WHAT IS NEEDED: Convert the stretch from the line containing "Target: salad stem" through the end of the items into a two-column CSV with the headers input and output. Give one row per item, with its text under input and its answer under output, each in a single quoted field with line breaks replaced by spaces.

WORKING DATA:
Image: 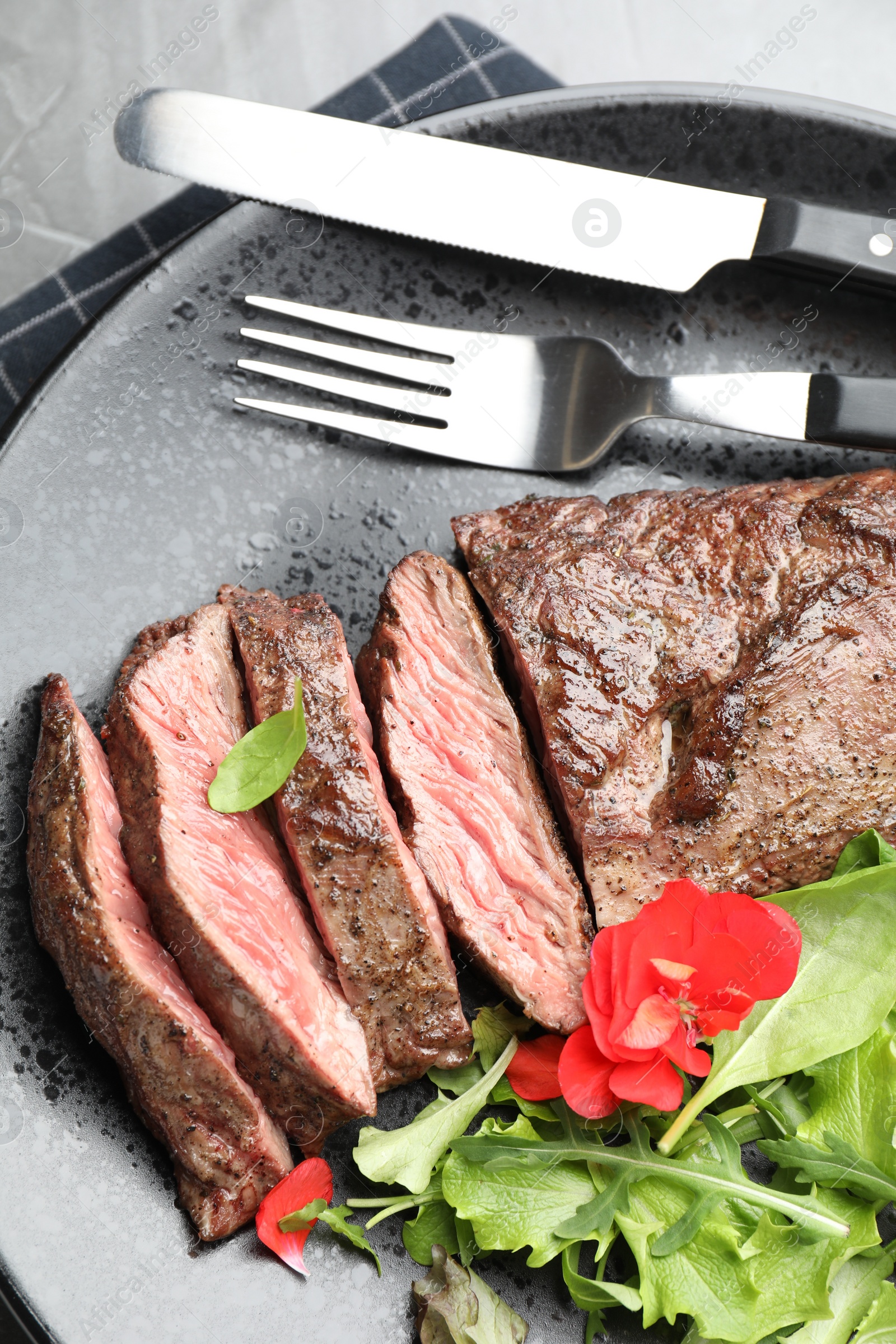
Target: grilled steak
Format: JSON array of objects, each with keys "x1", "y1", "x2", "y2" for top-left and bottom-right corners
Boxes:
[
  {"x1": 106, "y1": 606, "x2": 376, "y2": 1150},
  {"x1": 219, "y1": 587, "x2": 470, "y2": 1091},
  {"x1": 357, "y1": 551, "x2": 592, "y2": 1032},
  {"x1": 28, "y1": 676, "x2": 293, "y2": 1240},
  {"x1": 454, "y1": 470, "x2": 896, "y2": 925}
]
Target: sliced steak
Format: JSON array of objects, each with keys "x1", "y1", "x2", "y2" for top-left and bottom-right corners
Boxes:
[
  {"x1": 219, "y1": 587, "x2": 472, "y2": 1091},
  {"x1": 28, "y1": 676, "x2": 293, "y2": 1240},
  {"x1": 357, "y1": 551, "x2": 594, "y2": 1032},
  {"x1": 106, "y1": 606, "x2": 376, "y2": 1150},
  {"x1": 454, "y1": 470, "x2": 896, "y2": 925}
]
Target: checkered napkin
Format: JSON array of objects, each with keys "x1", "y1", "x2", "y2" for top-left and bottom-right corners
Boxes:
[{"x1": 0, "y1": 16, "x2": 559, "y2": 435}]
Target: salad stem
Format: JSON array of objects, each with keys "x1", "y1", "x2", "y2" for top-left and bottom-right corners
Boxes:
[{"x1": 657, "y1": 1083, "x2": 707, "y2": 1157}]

PROBLEM SOLUTION:
input,output
"Target: salad stem Format: JSON array of objects, each with keys ""x1"", ""y1"", ""x2"", ""y2"" for top-left and bottom-right corners Boxes:","[{""x1"": 657, ""y1"": 1083, ""x2"": 707, ""y2"": 1157}]"